**PROBLEM SET**
1. Reproduce the passage on iodine deficiency in pregnancy word for word, from "In addition, alterations" up to and including "diabetic pregnant women.".
2. In the passage on iodine deficiency in pregnancy, at what site does thyroglobulin undergo iodination to produce thyroid hormone?

**GIVEN TEXT**
In addition, alterations were observed in the metabolism of arachidonic acid. Arachidonic acid plays a crucial role in fetal growth and development, particularly in the development and functioning of the fetal brain and retina [28]. Ghebremeskel’s study demonstrated reduced levels of arachidonic acid both in maternal serum and newborns born to diabetic mothers [29]. It is likely that lower level of arachidonic acid in the babies of diabetic mothers were reflection of the impair in placental transfer. In our study, arachidonic acid levels were also decreased in iodine deficient pregnant women, which was consistent with the trend of arachidonic acid changes in diabetic pregnant women.
The expression of many lipid-related substances changed in this study. Fatty acid metabolism have been found to affect on the proinflammatory properties and the aggregation of platelets [30–31]. A growing body of evidence suggests that essential fatty acids and their active metabolic byproducts play a crucial role in maintaining the structural and functional integrity of both the central nervous system. These metabolites may contribute to proper development of the nervous system while reducing the likelihood of preterm birth or low birth weight. Additionally, it is believed that several fatty acid could potentially enhance children's learning abilities and academic performance. The majority of brain growth occurs during fetal life, making this period particularly important for adequate nutrient intake [32–33]. The present study unveiled alterations in the fatty acid pathway among pregnant women in the iodine deficient group, indicating that iodine deficiency may potentially impact fetal neurointelligence development by disrupting fatty acid metabolism.
The findings in this study presented alterations in the tyrosine metabolism pathway. Iodine serves as an indispensable substrate for thyroid hormone synthesis, and thyroid hormone is intricately associated with tyrosine metabolism. The constituents required for synthesizing thyroid hormone encompass iodine and thyroglobulin, wherein thyroglobulin undergoes iodination at the tyrosine residue to produce thyroid hormone. Thus, iodine deficiency leads to changes in tyrosine metabolism.
Due to the limited availability of comprehensive epidemiological survey data, the precise impact of pentose and glucuronate interconversions during pregnancy remains uncertain. However, it is important to note that purine metabolism disorders often coexist with glucose and lipid metabolism disorders as integral components of metabolic syndrome [34–35].
There are certain limitations in this study. Firstly, due to the relatively short recruitment period and other factors, the sample size was comparatively small. Secondly, only a single measurement of 24-hour UIE was utilized instead of multiple collections over a 24-hour period. Thirdly, further validation on a larger external scale is required for the biomarkers used, and additional exploration is necessary to understand their biological roles.
In conclusion, although mild iodine deficiency during the first and second trimesters may not lead to overt adverse effects on pregnant women and their offspring, however, at the metabolic level, it could disrupt the metabolic profile of pregnant women and impact fetal development.

(Natural-language object grounding data)
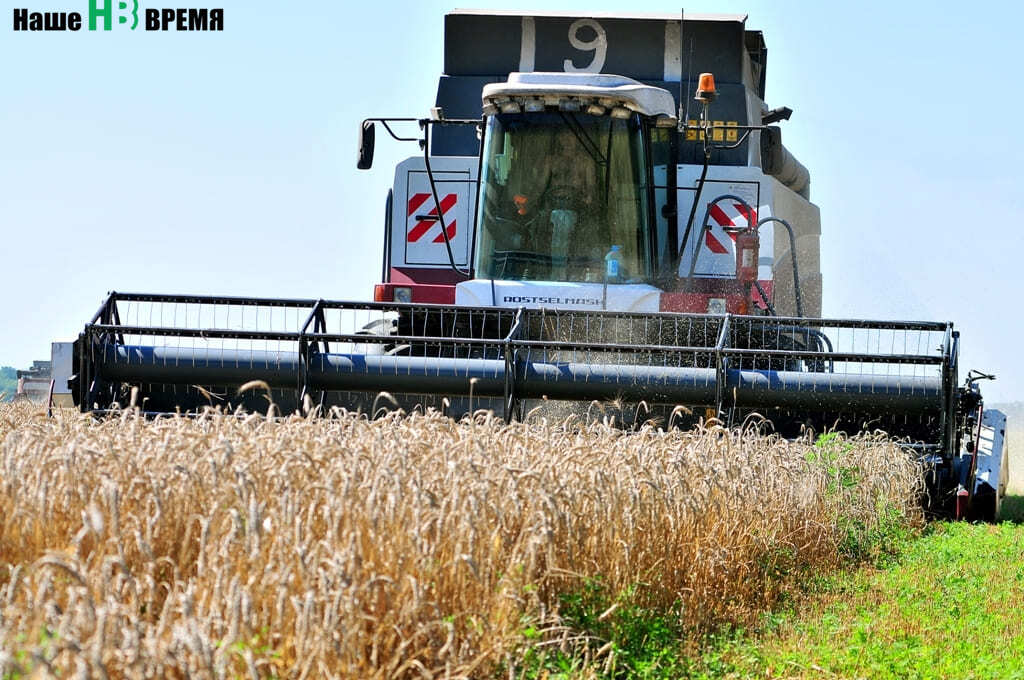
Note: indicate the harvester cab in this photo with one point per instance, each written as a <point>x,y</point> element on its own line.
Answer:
<point>589,189</point>
<point>594,219</point>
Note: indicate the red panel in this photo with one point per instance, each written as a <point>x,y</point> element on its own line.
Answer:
<point>426,293</point>
<point>407,275</point>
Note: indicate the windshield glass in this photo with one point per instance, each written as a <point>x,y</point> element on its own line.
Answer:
<point>558,192</point>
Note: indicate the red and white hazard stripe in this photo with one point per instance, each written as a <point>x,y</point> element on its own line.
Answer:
<point>734,215</point>
<point>418,228</point>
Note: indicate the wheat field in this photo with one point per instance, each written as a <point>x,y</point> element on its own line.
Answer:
<point>401,547</point>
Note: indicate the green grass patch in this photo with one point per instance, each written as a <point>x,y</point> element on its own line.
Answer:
<point>951,605</point>
<point>948,603</point>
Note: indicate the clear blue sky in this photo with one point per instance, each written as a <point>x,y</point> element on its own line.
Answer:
<point>225,162</point>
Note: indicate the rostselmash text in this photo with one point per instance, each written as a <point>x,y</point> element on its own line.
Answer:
<point>541,299</point>
<point>104,14</point>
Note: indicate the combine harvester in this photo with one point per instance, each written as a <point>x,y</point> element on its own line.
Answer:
<point>578,229</point>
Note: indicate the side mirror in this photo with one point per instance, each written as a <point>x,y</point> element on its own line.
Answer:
<point>367,135</point>
<point>772,154</point>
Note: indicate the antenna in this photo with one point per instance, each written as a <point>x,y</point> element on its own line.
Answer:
<point>689,76</point>
<point>682,19</point>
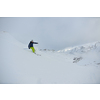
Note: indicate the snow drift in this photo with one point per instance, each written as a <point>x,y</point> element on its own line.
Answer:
<point>18,65</point>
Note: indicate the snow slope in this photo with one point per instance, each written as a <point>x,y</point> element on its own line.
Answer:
<point>18,65</point>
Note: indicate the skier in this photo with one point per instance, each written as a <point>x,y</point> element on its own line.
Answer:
<point>30,46</point>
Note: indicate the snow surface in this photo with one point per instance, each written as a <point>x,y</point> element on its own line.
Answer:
<point>18,65</point>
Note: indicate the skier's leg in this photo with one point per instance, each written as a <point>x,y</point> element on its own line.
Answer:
<point>32,49</point>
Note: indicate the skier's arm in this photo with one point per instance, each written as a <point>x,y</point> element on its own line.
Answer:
<point>35,42</point>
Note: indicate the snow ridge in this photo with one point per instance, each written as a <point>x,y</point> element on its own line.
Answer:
<point>82,48</point>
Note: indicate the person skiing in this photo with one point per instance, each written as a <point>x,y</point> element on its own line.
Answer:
<point>30,46</point>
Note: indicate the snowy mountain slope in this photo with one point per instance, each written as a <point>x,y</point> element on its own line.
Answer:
<point>82,48</point>
<point>19,65</point>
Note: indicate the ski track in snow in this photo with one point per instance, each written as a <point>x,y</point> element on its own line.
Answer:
<point>18,65</point>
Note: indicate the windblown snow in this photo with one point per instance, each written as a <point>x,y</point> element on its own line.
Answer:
<point>74,65</point>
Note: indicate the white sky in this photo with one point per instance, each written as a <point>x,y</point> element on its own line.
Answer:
<point>53,32</point>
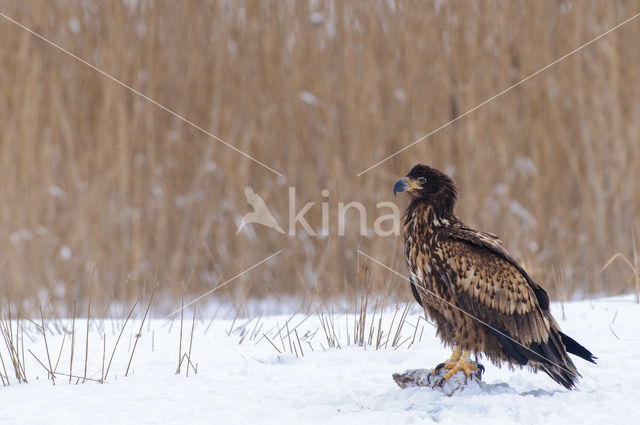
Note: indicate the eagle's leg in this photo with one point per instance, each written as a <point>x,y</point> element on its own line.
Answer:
<point>459,361</point>
<point>462,364</point>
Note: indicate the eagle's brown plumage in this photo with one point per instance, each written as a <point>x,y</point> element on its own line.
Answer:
<point>478,295</point>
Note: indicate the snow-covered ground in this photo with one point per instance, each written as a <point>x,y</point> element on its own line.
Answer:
<point>245,380</point>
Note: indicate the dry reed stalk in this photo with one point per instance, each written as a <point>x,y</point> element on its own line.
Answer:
<point>46,346</point>
<point>113,352</point>
<point>73,340</point>
<point>139,334</point>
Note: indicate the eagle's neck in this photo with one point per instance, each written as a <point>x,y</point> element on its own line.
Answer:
<point>423,218</point>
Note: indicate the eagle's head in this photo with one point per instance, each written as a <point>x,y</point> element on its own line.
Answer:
<point>426,184</point>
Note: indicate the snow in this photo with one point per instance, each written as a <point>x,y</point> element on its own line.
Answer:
<point>244,380</point>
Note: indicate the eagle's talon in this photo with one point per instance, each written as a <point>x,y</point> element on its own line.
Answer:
<point>436,369</point>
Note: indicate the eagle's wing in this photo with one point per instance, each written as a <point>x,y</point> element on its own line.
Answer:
<point>488,284</point>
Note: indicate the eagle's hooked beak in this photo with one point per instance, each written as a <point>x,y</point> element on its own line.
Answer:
<point>406,184</point>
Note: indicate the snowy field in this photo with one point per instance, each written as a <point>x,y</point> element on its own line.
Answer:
<point>245,377</point>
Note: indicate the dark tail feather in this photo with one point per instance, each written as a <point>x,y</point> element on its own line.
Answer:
<point>549,358</point>
<point>574,348</point>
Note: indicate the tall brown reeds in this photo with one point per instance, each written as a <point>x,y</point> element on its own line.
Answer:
<point>93,175</point>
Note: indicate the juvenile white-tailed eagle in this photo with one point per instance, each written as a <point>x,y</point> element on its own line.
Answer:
<point>481,300</point>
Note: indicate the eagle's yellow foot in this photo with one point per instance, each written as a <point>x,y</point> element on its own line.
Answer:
<point>449,364</point>
<point>458,362</point>
<point>462,365</point>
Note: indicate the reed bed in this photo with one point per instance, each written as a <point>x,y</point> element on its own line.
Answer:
<point>97,181</point>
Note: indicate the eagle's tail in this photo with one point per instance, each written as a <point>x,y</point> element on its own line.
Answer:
<point>574,347</point>
<point>550,357</point>
<point>557,363</point>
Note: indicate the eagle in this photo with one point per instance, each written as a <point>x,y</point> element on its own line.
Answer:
<point>481,299</point>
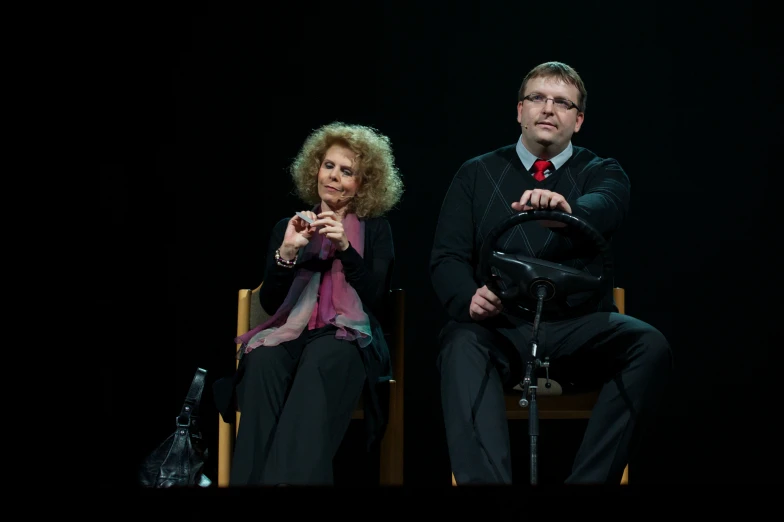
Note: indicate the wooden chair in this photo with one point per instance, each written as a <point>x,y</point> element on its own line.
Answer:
<point>554,404</point>
<point>250,313</point>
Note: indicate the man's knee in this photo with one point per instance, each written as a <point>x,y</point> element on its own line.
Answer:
<point>460,342</point>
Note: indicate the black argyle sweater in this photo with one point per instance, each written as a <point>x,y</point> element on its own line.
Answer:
<point>480,197</point>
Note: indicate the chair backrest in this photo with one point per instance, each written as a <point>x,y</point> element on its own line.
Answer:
<point>619,296</point>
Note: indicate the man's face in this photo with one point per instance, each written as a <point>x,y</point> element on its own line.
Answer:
<point>545,117</point>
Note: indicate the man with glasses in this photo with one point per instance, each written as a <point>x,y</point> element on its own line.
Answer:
<point>484,347</point>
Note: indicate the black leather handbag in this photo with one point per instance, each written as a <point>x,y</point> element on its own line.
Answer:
<point>179,460</point>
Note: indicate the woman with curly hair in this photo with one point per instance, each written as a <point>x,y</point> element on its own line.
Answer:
<point>328,272</point>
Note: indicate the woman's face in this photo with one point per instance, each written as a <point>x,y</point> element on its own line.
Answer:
<point>338,180</point>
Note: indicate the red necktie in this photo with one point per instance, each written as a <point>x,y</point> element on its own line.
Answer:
<point>540,166</point>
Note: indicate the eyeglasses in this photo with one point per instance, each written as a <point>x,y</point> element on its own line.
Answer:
<point>560,104</point>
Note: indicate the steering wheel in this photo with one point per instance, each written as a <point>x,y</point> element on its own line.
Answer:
<point>531,275</point>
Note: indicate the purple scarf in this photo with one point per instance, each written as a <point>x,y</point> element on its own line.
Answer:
<point>313,302</point>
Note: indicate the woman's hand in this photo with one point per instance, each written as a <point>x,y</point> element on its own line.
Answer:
<point>298,234</point>
<point>332,227</point>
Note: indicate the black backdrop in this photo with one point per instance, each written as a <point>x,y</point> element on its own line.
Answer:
<point>203,111</point>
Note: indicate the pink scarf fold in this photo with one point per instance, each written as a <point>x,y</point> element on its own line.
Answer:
<point>313,301</point>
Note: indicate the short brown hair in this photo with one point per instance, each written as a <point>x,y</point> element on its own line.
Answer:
<point>560,71</point>
<point>381,186</point>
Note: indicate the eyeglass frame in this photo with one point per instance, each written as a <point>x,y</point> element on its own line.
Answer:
<point>572,105</point>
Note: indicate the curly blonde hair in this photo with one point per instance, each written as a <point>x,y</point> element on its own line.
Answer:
<point>380,183</point>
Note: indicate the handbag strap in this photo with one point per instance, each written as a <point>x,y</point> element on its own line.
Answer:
<point>191,405</point>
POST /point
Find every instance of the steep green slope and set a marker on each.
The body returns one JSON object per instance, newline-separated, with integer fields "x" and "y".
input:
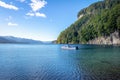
{"x": 99, "y": 19}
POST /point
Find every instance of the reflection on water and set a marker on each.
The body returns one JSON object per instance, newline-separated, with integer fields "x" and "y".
{"x": 50, "y": 62}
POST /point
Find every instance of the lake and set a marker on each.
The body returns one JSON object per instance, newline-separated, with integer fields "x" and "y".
{"x": 50, "y": 62}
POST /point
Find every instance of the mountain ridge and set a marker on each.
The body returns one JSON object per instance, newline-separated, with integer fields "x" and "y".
{"x": 100, "y": 19}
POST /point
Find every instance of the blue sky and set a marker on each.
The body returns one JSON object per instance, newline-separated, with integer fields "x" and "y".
{"x": 38, "y": 19}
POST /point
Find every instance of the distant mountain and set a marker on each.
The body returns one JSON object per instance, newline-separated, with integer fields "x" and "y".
{"x": 11, "y": 39}
{"x": 99, "y": 23}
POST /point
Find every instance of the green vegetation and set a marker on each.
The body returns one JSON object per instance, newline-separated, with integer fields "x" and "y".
{"x": 99, "y": 19}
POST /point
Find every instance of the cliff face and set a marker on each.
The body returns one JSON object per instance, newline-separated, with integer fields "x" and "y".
{"x": 113, "y": 39}
{"x": 96, "y": 24}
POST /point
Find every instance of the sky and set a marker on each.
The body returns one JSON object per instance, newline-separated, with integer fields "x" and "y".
{"x": 38, "y": 19}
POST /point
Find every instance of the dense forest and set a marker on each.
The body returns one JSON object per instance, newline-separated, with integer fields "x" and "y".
{"x": 99, "y": 19}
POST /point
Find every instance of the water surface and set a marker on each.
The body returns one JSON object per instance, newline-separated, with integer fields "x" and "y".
{"x": 50, "y": 62}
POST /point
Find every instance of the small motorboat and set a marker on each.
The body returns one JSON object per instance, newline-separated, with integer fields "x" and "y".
{"x": 68, "y": 47}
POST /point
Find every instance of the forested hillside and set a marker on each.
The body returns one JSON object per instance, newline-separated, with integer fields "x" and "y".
{"x": 100, "y": 19}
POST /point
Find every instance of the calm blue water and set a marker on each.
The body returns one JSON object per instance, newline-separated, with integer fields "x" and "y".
{"x": 50, "y": 62}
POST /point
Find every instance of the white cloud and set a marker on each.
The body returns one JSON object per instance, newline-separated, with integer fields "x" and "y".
{"x": 21, "y": 0}
{"x": 30, "y": 14}
{"x": 40, "y": 14}
{"x": 36, "y": 5}
{"x": 9, "y": 18}
{"x": 12, "y": 24}
{"x": 8, "y": 6}
{"x": 37, "y": 14}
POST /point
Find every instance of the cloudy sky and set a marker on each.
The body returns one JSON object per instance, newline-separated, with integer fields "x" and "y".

**ANSWERS BELOW**
1.
In addition, alterations were observed in the metabolism of arachidonic acid. Arachidonic acid plays a crucial role in fetal growth and development, particularly in the development and functioning of the fetal brain and retina [28]. Ghebremeskel’s study demonstrated reduced levels of arachidonic acid both in maternal serum and newborns born to diabetic mothers [29]. It is likely that lower level of arachidonic acid in the babies of diabetic mothers were reflection of the impair in placental transfer. In our study, arachidonic acid levels were also decreased in iodine deficient pregnant women, which was consistent with the trend of arachidonic acid changes in diabetic pregnant women.

2. At the tyrosine residue.